-- START OF Source text --
However, other companies may not be able to enter the market due to another barrier to entry, intellectual property (IP) rights. The drug company may have a patent on the new formulation, barring competitors until the patent expires unless they can license rights from the IP owner. An example of a competitive advantage may be a large company with a trusted brand name and a substantial marketing budget that simply overwhelms a local competitor by driving demand for its product over the competitor's product, at least in the short term. Supracompetitive pricing may also result following a period of predatory pricing, which has potential antitrust implications for the predator.

In marketing, multiple competitive strategies, including price manipulation, can be used in order to gain competitive advantage. Successful marketing and business strategies are not only concentrated on creating the value for the customer, but also on the competition. Considering that, companies can decide between two main approaches, i.e. competitive strategies :
•	First approach is directed towards development and implementation of competition oriented strategies whose main goal is to create “better state of peace” between the market competitors.
•	Second approach is directed towards development of strategies whose main goal is to weaken, eliminate or destroy the competitor company. Those strategies are not focused on consumer welfare, but are oriented towards maximization of profits. This type of strategy is known as predatory strategy or predatory pricing.

== Concept ==
The concept of supracompetitive pricing is connected to the concept of predatory pricing. Predatory pricing can be defined as a dynamic market strategy that is characteristic in a single market where a company decides to develop a business strategy that includes the sacrifice in a short run in order to eliminate existing competition and acquisition of a dominant market position where the losses can be recovered by setting supracompetitive prices . Predatory pricing refers to the process of elimination of competition by setting predatory prices, prices that are so low that they drive the competition out of the market thus enabling the establishment of monopoly where a company can recoup their loss and generate more profit by setting supracompetitive prices.
-- END OF Source text --
→ **Instruction A**
According to the passage on supracompetitive pricing, what barrier to entry may keep other companies out of the market?
→ **Instruction B**
Render the entries below as a JSON list of strings, one string per line and no blank lines. Leave the pictures out.
-- START OF Available data --
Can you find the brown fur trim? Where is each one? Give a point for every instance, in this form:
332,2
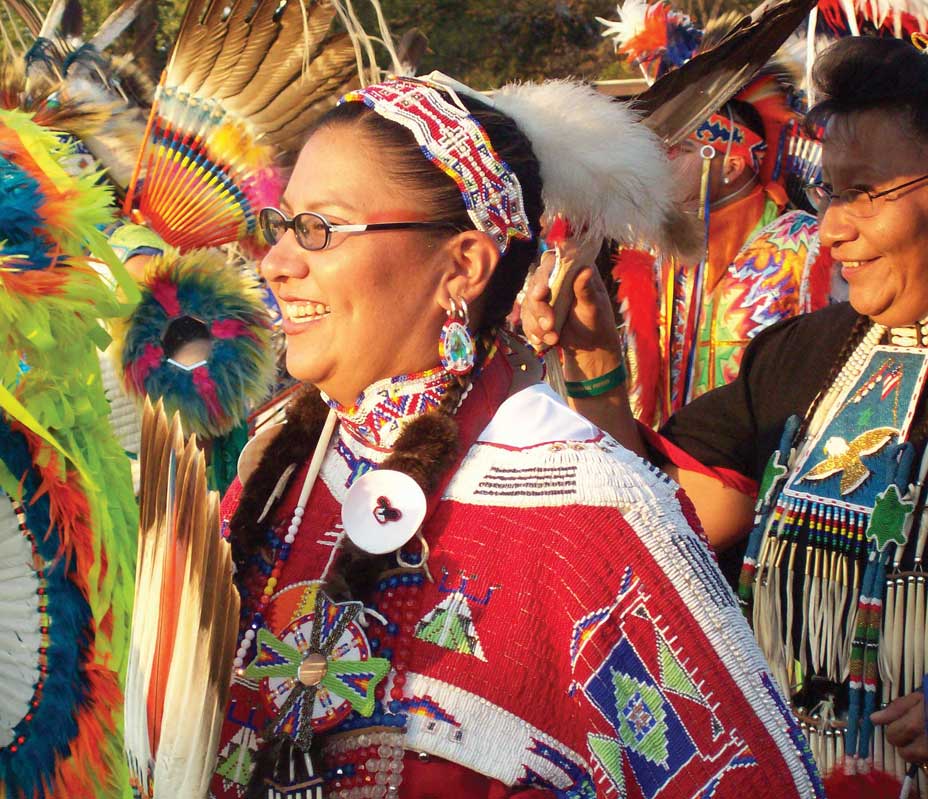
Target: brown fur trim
294,443
425,449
-- END OF Available data --
→ **Task output A**
Intellectual property (IP) rights.

→ **Task output B**
[
  "Can you find the brown fur trim? Where is each one? Give a point for every instance, in this form:",
  "332,2",
  "Target: brown fur trim",
  "294,443",
  "425,449"
]